━━━ RECORDS SHOWN ━━━

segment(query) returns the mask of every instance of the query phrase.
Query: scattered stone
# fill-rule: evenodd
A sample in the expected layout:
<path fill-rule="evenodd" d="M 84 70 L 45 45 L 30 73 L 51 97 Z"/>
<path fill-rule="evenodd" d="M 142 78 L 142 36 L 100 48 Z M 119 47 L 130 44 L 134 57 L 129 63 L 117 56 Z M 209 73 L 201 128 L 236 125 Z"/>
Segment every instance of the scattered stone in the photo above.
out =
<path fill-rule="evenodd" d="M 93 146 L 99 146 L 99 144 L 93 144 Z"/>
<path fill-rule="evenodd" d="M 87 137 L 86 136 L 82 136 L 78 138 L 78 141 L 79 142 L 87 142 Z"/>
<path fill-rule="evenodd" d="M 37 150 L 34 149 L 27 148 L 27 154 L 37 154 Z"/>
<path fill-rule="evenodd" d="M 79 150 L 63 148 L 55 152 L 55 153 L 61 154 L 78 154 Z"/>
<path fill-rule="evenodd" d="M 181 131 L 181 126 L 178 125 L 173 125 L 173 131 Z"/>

━━━

Pick out and copy each line above that contains the word "every".

*FULL ANSWER:*
segment(query) returns the mask of every instance of the query phrase.
Segment every instance of the scattered stone in the photo above.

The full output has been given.